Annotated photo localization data
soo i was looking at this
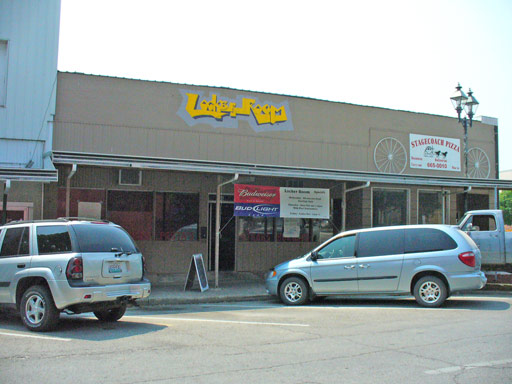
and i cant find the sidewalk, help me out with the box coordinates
[137,273,512,308]
[138,280,271,308]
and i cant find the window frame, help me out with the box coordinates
[371,187,410,227]
[154,190,200,241]
[0,39,8,108]
[417,189,444,224]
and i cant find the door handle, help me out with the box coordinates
[359,264,370,269]
[344,265,355,270]
[17,264,26,269]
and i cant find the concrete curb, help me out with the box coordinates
[137,294,273,308]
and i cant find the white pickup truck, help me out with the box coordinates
[457,209,512,265]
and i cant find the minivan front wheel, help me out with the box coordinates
[279,277,309,305]
[413,276,447,308]
[20,285,60,332]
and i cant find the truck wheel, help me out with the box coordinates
[413,276,448,308]
[279,276,309,305]
[20,285,60,332]
[94,303,127,322]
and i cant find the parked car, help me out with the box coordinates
[457,209,512,265]
[0,218,151,331]
[265,225,486,307]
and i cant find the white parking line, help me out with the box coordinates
[425,359,512,375]
[124,315,309,327]
[0,331,71,342]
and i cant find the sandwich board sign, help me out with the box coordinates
[184,254,209,292]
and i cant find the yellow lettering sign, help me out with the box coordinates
[185,92,287,125]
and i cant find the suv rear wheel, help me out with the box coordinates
[94,303,127,322]
[20,285,60,332]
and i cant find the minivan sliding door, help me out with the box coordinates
[356,229,404,292]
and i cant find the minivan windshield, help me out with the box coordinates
[72,224,138,253]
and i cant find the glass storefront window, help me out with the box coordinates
[238,217,274,242]
[312,219,335,243]
[107,191,153,241]
[418,190,443,224]
[373,188,408,227]
[155,192,199,241]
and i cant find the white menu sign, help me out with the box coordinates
[280,188,330,219]
[409,134,461,172]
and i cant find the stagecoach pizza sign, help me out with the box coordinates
[409,133,461,172]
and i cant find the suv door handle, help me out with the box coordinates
[359,264,370,269]
[344,265,355,269]
[17,264,26,269]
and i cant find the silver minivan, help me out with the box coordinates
[265,225,487,307]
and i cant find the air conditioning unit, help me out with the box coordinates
[119,169,142,186]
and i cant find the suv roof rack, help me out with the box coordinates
[57,217,112,224]
[3,218,69,226]
[2,218,112,226]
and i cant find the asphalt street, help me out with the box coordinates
[1,295,511,384]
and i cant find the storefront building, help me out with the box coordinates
[45,72,512,281]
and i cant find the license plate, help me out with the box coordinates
[108,263,122,274]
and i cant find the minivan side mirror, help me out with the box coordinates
[310,251,319,261]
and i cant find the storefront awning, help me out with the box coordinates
[52,150,512,189]
[0,167,58,182]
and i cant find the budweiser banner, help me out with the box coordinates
[409,133,461,172]
[234,184,329,219]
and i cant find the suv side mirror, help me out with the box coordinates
[310,251,319,261]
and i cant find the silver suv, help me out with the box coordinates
[266,225,486,307]
[0,219,151,331]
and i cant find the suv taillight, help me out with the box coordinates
[66,256,83,280]
[458,251,476,267]
[142,255,147,278]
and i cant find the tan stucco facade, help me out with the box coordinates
[42,72,508,277]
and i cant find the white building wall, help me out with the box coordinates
[0,0,61,169]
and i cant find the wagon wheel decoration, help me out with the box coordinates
[467,147,490,179]
[373,137,407,174]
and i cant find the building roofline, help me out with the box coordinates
[57,71,478,122]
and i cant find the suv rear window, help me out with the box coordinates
[357,229,404,257]
[37,225,72,254]
[405,228,457,253]
[72,224,138,253]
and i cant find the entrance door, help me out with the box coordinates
[208,202,236,271]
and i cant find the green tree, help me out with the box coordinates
[499,190,512,225]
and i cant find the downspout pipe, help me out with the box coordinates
[215,173,239,288]
[65,164,77,217]
[342,181,370,232]
[2,180,11,225]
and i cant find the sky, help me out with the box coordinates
[57,0,512,173]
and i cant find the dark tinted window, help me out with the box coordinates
[357,229,404,257]
[317,235,356,259]
[72,224,138,253]
[0,227,30,257]
[405,228,457,253]
[37,226,72,255]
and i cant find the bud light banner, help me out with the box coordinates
[234,184,329,219]
[234,184,281,217]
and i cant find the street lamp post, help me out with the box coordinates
[450,83,479,212]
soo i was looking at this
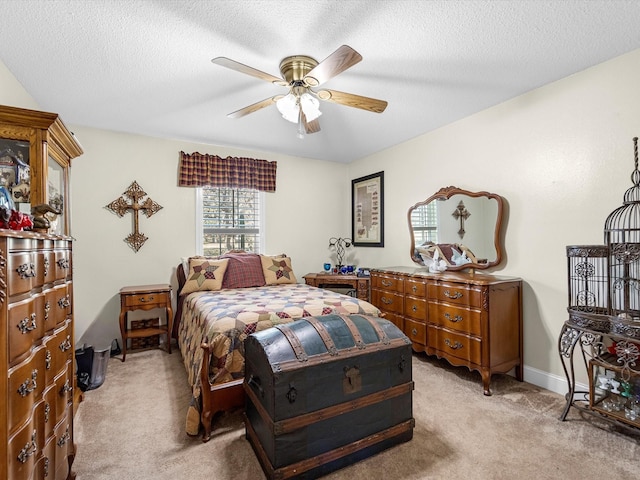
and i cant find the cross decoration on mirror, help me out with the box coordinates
[106,181,163,252]
[452,200,470,239]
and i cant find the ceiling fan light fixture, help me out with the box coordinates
[276,93,299,123]
[299,93,321,122]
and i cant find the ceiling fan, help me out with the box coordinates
[211,45,388,138]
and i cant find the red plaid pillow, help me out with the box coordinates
[220,252,266,289]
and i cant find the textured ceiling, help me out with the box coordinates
[1,0,640,163]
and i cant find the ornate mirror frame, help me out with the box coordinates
[408,186,505,271]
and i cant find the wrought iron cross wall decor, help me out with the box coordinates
[106,181,163,252]
[452,200,470,239]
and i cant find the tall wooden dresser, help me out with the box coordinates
[1,105,82,479]
[371,266,523,395]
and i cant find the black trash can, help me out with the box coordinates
[75,344,110,391]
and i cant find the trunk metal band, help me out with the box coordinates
[339,314,365,349]
[274,323,308,362]
[304,316,338,356]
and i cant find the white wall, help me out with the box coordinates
[3,47,640,391]
[348,48,640,388]
[68,128,348,348]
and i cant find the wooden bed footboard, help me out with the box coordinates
[200,342,246,442]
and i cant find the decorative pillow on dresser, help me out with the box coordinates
[180,257,230,294]
[260,254,298,285]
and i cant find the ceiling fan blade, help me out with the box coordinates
[227,95,283,118]
[212,57,288,86]
[317,89,388,113]
[303,45,362,87]
[302,112,321,134]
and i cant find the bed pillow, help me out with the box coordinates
[180,257,229,295]
[220,252,266,289]
[260,254,298,285]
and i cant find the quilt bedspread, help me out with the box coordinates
[177,283,381,435]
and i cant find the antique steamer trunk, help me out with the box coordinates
[244,314,414,480]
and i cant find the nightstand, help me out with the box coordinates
[119,284,173,361]
[303,273,370,302]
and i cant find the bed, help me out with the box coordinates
[174,252,381,441]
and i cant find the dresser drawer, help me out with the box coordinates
[37,247,55,286]
[45,284,71,331]
[428,303,482,336]
[43,383,57,440]
[8,252,36,295]
[54,248,72,281]
[371,273,404,293]
[404,296,427,321]
[124,291,170,308]
[44,321,73,382]
[404,278,426,297]
[54,417,72,480]
[8,346,46,435]
[427,325,481,364]
[372,289,404,315]
[54,367,73,422]
[7,405,44,480]
[405,318,426,345]
[428,282,483,308]
[8,296,42,365]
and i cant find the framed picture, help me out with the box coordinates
[352,171,384,247]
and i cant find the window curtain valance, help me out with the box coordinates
[178,151,277,192]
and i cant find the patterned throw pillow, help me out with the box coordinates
[180,257,230,295]
[260,255,298,285]
[220,252,266,289]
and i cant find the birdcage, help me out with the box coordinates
[603,137,640,320]
[566,245,609,315]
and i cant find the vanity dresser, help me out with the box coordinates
[371,187,523,395]
[1,105,83,479]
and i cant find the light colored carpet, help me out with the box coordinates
[73,349,639,479]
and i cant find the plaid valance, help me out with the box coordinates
[178,151,277,192]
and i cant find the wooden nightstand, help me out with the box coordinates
[119,284,173,361]
[303,273,370,302]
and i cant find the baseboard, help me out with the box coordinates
[523,364,588,396]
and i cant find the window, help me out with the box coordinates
[198,186,264,256]
[411,201,438,246]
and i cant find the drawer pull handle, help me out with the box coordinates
[59,335,72,352]
[18,369,38,397]
[57,427,71,447]
[381,280,392,287]
[139,296,154,302]
[45,402,51,423]
[44,257,50,277]
[16,262,36,279]
[60,380,73,395]
[46,350,52,370]
[17,313,37,334]
[57,258,70,269]
[443,290,463,299]
[44,300,51,321]
[17,430,37,463]
[412,305,418,312]
[58,296,71,309]
[412,285,418,293]
[411,328,418,336]
[445,338,463,350]
[381,296,393,305]
[44,457,50,477]
[444,312,463,323]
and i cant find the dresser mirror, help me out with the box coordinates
[408,186,504,271]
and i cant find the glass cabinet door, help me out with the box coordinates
[47,154,67,235]
[0,138,31,214]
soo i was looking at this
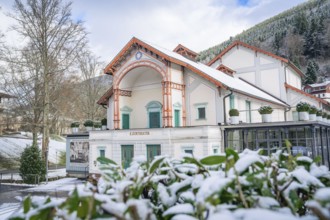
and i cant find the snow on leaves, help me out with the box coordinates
[8,148,330,220]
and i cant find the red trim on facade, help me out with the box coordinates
[173,44,198,60]
[97,86,113,105]
[103,37,226,89]
[207,41,304,77]
[216,64,235,76]
[284,83,329,105]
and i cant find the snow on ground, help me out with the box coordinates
[0,178,84,219]
[0,133,66,164]
[0,203,21,220]
[0,168,66,181]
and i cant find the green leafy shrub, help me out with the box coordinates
[70,122,80,128]
[316,110,323,116]
[94,121,101,128]
[83,120,94,127]
[19,145,46,184]
[309,106,318,114]
[229,109,239,116]
[258,106,273,114]
[10,148,330,220]
[296,102,310,112]
[323,112,327,118]
[101,118,107,125]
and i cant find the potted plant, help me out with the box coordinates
[258,106,273,123]
[322,112,327,122]
[229,109,239,125]
[94,121,102,131]
[101,118,107,130]
[296,102,310,121]
[316,110,323,121]
[327,115,330,124]
[70,122,79,133]
[84,120,94,131]
[309,106,318,121]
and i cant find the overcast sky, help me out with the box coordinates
[0,0,306,63]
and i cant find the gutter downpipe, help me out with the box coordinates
[284,62,290,121]
[284,106,291,121]
[223,88,233,125]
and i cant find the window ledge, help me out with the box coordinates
[196,118,207,121]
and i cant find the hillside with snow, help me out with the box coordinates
[0,133,66,168]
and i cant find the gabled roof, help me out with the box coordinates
[173,44,198,60]
[285,83,329,105]
[101,37,288,107]
[97,86,113,105]
[305,81,330,88]
[207,41,304,77]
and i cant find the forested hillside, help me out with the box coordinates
[197,0,330,84]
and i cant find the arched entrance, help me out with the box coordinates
[112,60,172,129]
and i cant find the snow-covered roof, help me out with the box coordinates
[307,81,330,88]
[103,37,288,107]
[142,38,288,107]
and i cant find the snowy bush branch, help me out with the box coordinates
[9,148,330,220]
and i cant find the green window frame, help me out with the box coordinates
[122,113,130,129]
[194,102,207,120]
[146,101,162,128]
[120,106,132,129]
[121,145,134,169]
[147,145,161,162]
[174,109,180,127]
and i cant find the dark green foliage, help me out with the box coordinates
[19,145,46,184]
[304,60,319,85]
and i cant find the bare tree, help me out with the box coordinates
[9,0,87,157]
[74,51,109,121]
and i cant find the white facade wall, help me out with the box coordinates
[222,47,255,69]
[225,92,285,123]
[286,89,321,121]
[286,67,302,89]
[220,46,287,101]
[171,63,183,84]
[260,69,280,98]
[184,71,221,126]
[119,87,162,129]
[172,89,183,126]
[88,126,222,174]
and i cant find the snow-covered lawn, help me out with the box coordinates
[0,168,67,181]
[0,133,66,164]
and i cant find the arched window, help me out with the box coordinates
[146,101,162,128]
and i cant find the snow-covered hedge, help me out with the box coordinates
[9,149,330,220]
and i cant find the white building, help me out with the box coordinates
[66,38,330,176]
[304,81,330,101]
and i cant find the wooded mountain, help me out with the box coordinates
[197,0,330,84]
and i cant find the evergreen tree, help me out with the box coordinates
[304,60,318,85]
[293,12,308,34]
[19,145,46,184]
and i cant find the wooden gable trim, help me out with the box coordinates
[173,44,198,59]
[97,86,113,105]
[284,83,329,105]
[216,64,235,76]
[104,37,226,89]
[207,41,304,77]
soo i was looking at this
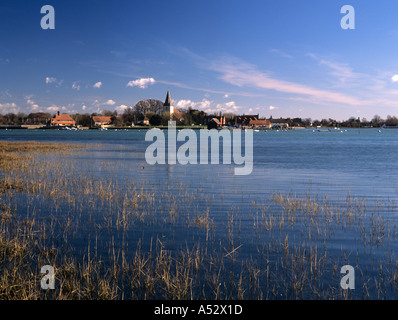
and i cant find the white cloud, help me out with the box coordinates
[223,94,230,98]
[219,101,241,113]
[196,99,212,110]
[72,82,81,91]
[307,54,365,89]
[269,106,278,110]
[225,101,237,108]
[93,81,102,88]
[82,105,86,110]
[175,98,211,111]
[176,99,193,109]
[1,102,16,108]
[45,77,63,87]
[175,48,398,110]
[46,77,57,84]
[392,75,398,82]
[91,99,101,112]
[209,56,364,106]
[126,78,156,89]
[46,103,75,113]
[25,96,40,111]
[104,99,116,106]
[0,102,18,113]
[180,99,241,114]
[46,105,59,112]
[115,104,131,113]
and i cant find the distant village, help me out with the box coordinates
[0,91,397,130]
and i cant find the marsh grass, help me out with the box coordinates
[1,141,398,299]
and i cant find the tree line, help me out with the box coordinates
[0,98,396,128]
[296,115,398,128]
[0,99,208,127]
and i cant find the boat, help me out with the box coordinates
[317,129,331,132]
[59,126,78,131]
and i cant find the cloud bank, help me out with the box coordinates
[208,57,363,106]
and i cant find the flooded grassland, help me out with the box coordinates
[1,138,398,300]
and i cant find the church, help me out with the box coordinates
[163,90,174,115]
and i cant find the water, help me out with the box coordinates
[2,128,397,199]
[2,128,398,299]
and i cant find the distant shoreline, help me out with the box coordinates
[0,125,207,131]
[0,125,394,131]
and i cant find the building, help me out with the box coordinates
[207,118,222,130]
[204,112,226,128]
[249,119,272,129]
[142,115,150,126]
[233,114,259,127]
[51,112,76,126]
[164,91,174,115]
[92,116,113,127]
[268,117,292,129]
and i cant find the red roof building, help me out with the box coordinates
[51,113,76,126]
[249,119,272,128]
[92,116,113,126]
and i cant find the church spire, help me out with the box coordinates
[164,90,172,107]
[163,90,174,115]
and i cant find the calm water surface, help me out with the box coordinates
[2,128,397,199]
[2,128,398,298]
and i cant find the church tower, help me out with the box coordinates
[164,90,174,115]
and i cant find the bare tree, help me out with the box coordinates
[386,115,398,126]
[134,99,164,115]
[371,114,383,127]
[122,107,140,125]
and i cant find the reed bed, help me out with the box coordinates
[0,141,398,299]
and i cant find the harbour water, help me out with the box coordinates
[1,128,398,299]
[2,128,398,199]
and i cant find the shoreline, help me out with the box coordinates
[0,125,394,131]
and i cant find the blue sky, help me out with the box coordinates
[1,0,398,120]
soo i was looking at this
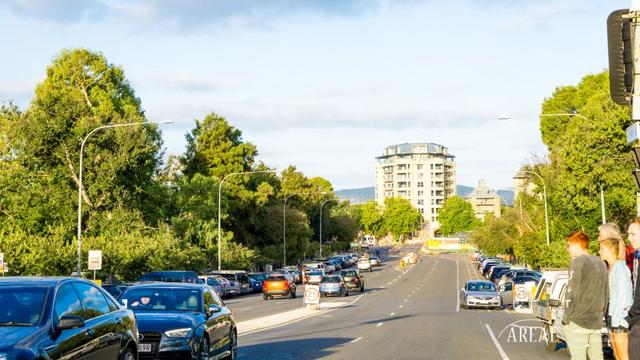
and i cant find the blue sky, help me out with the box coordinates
[0,0,627,190]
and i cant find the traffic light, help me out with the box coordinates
[607,9,633,105]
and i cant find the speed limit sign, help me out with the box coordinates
[304,285,320,305]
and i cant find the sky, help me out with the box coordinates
[0,0,628,190]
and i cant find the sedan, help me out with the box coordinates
[0,277,138,360]
[119,282,236,360]
[369,257,381,267]
[306,271,324,284]
[460,280,502,309]
[199,275,224,297]
[339,269,365,293]
[357,259,372,272]
[319,275,349,297]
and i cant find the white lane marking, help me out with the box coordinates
[376,322,384,327]
[390,312,395,316]
[399,305,403,308]
[485,324,510,360]
[436,256,460,312]
[350,337,363,343]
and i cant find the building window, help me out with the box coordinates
[418,173,424,179]
[417,182,424,188]
[417,164,423,170]
[417,191,424,196]
[417,199,424,205]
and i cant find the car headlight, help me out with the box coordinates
[164,328,193,338]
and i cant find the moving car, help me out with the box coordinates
[339,269,365,293]
[0,277,138,360]
[460,280,502,309]
[357,258,372,272]
[119,282,237,360]
[369,256,381,267]
[319,275,349,297]
[306,270,324,284]
[248,273,266,293]
[262,274,297,299]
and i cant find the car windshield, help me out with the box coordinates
[340,270,357,277]
[205,277,220,286]
[467,283,496,292]
[321,276,342,283]
[267,276,286,281]
[249,274,264,280]
[309,271,322,276]
[121,288,202,312]
[216,274,237,282]
[370,257,378,260]
[0,286,48,326]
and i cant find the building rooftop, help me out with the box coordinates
[375,142,455,159]
[466,179,500,200]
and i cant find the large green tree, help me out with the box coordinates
[381,197,422,241]
[437,196,480,236]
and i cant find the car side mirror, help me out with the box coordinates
[549,299,560,307]
[57,315,85,330]
[207,305,222,317]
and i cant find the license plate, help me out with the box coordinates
[138,343,152,353]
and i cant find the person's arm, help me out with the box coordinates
[563,258,582,325]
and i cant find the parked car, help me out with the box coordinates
[304,262,326,274]
[199,275,224,297]
[319,275,349,297]
[119,282,236,360]
[498,276,540,307]
[138,270,202,284]
[369,256,381,267]
[339,269,365,293]
[248,273,266,293]
[210,270,251,295]
[212,275,240,298]
[0,277,138,360]
[460,280,502,309]
[262,274,297,300]
[488,266,511,283]
[282,266,303,283]
[102,283,129,298]
[306,270,324,284]
[357,258,372,272]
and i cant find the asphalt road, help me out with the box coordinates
[231,245,575,360]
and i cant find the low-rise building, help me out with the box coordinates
[465,179,501,220]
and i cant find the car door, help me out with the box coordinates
[73,282,122,360]
[203,289,225,356]
[47,283,95,360]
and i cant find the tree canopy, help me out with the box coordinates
[437,196,479,236]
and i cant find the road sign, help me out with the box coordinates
[304,285,320,306]
[88,250,102,271]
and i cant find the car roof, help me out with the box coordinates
[466,280,494,285]
[0,276,86,287]
[209,270,247,274]
[126,282,205,290]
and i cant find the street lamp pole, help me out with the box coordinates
[283,191,326,267]
[76,121,173,277]
[217,170,276,271]
[319,199,337,259]
[519,170,550,246]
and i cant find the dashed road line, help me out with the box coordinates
[350,337,363,343]
[376,322,384,327]
[389,312,395,316]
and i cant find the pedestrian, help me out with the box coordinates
[600,237,633,360]
[599,223,626,261]
[626,218,640,360]
[563,230,608,360]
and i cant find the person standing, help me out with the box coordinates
[627,218,640,360]
[600,237,633,360]
[563,230,609,360]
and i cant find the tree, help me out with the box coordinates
[437,196,480,236]
[359,201,384,235]
[381,198,422,241]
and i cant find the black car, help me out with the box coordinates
[338,269,364,292]
[119,282,236,360]
[0,277,138,359]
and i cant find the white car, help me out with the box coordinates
[369,257,381,267]
[357,258,372,272]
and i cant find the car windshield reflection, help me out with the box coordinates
[0,287,48,326]
[121,288,202,312]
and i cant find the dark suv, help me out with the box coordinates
[339,269,365,293]
[0,277,138,359]
[119,282,237,360]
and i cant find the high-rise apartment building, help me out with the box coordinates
[375,143,456,226]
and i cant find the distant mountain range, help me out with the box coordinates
[336,185,514,206]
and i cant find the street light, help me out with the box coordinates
[319,199,338,259]
[217,170,276,270]
[514,170,550,246]
[76,120,174,277]
[283,191,327,267]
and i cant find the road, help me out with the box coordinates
[229,244,574,359]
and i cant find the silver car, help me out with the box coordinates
[460,280,502,309]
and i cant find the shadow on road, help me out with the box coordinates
[238,337,352,360]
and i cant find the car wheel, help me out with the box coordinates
[263,294,269,300]
[222,329,237,360]
[120,346,135,360]
[198,336,210,360]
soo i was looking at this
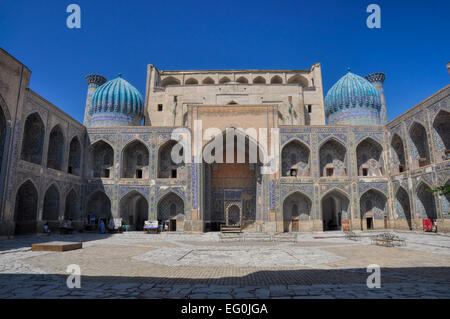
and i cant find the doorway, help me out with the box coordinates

◆ **Instructions for the task**: Print exactly, and print only, the lines from the line with "and i cant find the high-rise" through the last line of the entries, both ends included. No pictures belong in the result.

◆ **Solution**:
and i cant find the high-rise apartment building, help me out with the box coordinates
[375,143,456,226]
and i cant find the distant mountain range, help me out with the box coordinates
[336,185,514,206]
and i cant find the street light, help me out with the box coordinates
[319,199,338,259]
[217,170,276,270]
[514,170,550,246]
[76,120,174,277]
[283,191,327,267]
and i cant find the road, help me out with the box coordinates
[229,244,574,359]
and i cant find the silver car, help me out with the box coordinates
[460,280,502,309]
and i cant find the shadow on road, help me out with the box coordinates
[238,337,352,360]
and i cant find the car wheel, help me out with the box coordinates
[263,294,269,300]
[222,329,237,360]
[120,346,135,360]
[198,336,210,360]
soo i was looking at this
and i cant find the doorway, help me out with the box coordinates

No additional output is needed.